EXERCISE TASK:
Rewrite the records below as a JSON list of strings, one string per line, leaving out blank lines. Omit the pictures from your answer.

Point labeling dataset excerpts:
** Start **

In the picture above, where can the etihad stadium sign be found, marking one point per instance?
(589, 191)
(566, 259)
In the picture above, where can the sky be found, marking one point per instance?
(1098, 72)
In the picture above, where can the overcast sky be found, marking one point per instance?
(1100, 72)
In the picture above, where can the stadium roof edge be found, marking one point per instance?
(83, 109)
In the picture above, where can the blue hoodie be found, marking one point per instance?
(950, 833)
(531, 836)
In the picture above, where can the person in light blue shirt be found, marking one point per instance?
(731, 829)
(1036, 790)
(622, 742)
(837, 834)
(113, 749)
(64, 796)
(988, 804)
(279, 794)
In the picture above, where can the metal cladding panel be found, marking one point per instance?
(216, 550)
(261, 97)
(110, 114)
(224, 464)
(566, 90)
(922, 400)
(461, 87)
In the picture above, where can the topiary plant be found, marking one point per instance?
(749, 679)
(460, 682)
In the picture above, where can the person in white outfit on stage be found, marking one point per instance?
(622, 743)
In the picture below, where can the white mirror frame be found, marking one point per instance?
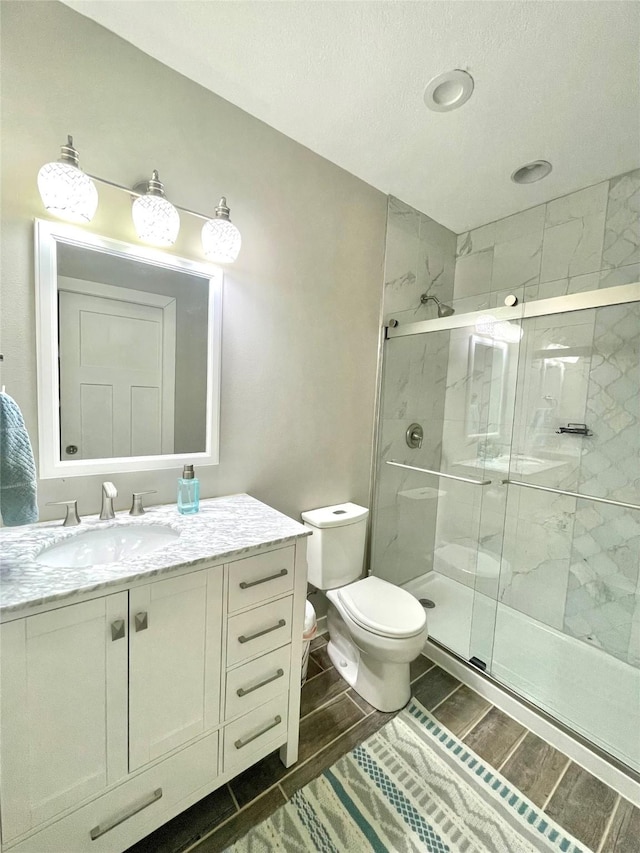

** End **

TASK SOLUTION:
[
  "In the picture above, where can the etihad stadium sign be found, marking one point per instance?",
  "(589, 191)",
  "(566, 259)",
  "In the picture above, where can the sky be found, marking one point per instance?",
  "(1098, 72)",
  "In the picture above, where can the overcast sky be found, marking one point per instance?",
  "(1100, 72)",
  "In the picture above, where can the stadium roof edge be found, marking one point per instance?",
  "(83, 109)",
  "In the picture above, where can the blue hoodie be found, marking one point per instance?",
  "(950, 833)",
  "(531, 836)",
  "In the picture above, where can the person in light blue shirt be found, marking one point per instance?",
  "(731, 829)",
  "(1036, 790)",
  "(622, 742)",
  "(837, 834)",
  "(113, 749)",
  "(64, 796)",
  "(988, 804)",
  "(279, 794)",
  "In the picture above, where can the metal cladding panel be found, marking one point per instance?",
  "(216, 550)",
  "(261, 97)",
  "(110, 114)",
  "(224, 464)",
  "(566, 90)",
  "(922, 400)",
  "(461, 87)",
  "In the picture above, where can the topiary plant be found, marking one point per instance?",
  "(749, 679)",
  "(460, 682)",
  "In the picture above, where can the person in white outfit on stage be found, marking one point per instance?",
  "(622, 743)",
  "In the picture below, where can the white mirror frame be found, marking one point per instance?"
]